**Work item:** Find the string "building" in the listing below and return each line it appears in.

**Supplied material:**
□ □ □ □

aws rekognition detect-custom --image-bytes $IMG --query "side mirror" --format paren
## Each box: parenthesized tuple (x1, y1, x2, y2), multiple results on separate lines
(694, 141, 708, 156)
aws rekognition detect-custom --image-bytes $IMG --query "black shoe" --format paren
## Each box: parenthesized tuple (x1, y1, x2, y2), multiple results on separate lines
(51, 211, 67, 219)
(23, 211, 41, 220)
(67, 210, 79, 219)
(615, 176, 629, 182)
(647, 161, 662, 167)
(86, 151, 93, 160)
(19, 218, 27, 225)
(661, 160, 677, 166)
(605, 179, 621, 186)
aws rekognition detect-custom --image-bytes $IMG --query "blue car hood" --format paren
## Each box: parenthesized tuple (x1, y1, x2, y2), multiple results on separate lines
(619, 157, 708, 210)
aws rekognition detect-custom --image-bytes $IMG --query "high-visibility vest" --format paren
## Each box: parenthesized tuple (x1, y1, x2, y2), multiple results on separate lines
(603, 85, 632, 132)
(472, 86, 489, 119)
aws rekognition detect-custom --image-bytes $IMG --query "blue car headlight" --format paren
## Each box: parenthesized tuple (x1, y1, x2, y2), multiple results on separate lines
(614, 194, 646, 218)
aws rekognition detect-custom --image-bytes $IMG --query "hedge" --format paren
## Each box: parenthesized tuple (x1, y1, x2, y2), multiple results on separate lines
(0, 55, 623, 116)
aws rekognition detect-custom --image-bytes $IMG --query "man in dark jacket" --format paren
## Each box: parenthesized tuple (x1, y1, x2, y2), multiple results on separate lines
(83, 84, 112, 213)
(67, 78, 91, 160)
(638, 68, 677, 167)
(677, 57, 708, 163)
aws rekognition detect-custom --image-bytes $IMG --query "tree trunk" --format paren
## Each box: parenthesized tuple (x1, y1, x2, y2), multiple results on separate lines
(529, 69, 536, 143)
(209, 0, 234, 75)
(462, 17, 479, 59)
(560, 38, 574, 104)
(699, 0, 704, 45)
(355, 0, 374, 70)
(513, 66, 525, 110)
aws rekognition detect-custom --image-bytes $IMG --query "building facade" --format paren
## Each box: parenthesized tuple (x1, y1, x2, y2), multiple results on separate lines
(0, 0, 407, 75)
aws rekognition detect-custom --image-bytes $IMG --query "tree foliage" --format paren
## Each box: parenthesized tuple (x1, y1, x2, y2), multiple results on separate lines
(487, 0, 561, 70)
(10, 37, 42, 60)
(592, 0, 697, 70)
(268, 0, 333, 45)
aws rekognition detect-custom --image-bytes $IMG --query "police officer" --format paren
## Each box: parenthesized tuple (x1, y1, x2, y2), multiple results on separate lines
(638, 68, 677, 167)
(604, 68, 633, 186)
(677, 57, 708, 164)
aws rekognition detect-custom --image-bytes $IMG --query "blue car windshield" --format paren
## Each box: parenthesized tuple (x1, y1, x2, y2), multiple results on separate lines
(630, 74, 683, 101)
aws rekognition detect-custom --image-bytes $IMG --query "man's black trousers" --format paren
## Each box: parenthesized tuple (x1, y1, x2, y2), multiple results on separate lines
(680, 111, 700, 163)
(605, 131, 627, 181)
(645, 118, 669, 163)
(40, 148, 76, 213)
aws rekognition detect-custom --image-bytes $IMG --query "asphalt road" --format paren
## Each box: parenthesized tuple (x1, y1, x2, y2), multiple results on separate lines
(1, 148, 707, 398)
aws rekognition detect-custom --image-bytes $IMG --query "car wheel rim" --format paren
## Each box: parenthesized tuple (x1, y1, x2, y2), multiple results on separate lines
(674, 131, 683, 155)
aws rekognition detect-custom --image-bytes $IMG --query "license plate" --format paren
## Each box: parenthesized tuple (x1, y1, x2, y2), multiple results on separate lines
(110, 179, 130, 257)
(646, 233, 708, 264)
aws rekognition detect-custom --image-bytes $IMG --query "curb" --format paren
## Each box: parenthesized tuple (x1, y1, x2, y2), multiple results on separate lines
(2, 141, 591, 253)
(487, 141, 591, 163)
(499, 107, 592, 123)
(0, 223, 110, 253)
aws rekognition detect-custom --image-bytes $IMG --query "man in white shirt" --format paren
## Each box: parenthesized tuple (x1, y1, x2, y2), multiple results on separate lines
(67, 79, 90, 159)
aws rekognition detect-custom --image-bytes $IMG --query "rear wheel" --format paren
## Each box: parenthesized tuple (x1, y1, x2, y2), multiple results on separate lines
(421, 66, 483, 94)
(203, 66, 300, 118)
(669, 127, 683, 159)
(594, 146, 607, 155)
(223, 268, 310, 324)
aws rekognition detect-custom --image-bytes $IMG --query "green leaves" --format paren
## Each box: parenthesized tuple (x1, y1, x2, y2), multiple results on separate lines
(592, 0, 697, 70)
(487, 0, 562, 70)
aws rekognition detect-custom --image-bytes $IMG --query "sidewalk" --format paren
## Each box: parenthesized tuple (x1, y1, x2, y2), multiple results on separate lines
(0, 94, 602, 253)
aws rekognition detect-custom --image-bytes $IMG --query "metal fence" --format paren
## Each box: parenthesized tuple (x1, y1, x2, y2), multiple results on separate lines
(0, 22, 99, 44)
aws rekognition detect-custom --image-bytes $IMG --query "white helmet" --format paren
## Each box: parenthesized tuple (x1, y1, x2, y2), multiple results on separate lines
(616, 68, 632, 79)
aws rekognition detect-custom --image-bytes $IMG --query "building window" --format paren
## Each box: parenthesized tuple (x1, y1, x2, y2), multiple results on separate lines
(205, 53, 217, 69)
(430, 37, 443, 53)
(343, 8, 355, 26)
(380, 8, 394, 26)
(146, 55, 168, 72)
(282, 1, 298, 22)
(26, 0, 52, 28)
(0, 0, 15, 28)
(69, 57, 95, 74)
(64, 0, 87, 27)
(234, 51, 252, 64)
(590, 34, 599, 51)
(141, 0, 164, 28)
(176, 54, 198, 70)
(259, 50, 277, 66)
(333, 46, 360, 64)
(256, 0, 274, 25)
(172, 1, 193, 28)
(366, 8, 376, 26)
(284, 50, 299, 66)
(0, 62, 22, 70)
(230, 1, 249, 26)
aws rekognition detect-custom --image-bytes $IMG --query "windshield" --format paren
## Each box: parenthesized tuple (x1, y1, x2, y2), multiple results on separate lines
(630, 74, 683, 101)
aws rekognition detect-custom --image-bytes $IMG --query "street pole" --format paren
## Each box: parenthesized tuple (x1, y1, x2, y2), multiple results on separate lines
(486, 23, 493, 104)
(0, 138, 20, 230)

□ □ □ □

**Solution:**
aws rekognition detect-custom --image-bytes $IMG --query "building facade" --format paren
aws rekognition detect-custom --image-bytes $IMG --query "building window" --format paren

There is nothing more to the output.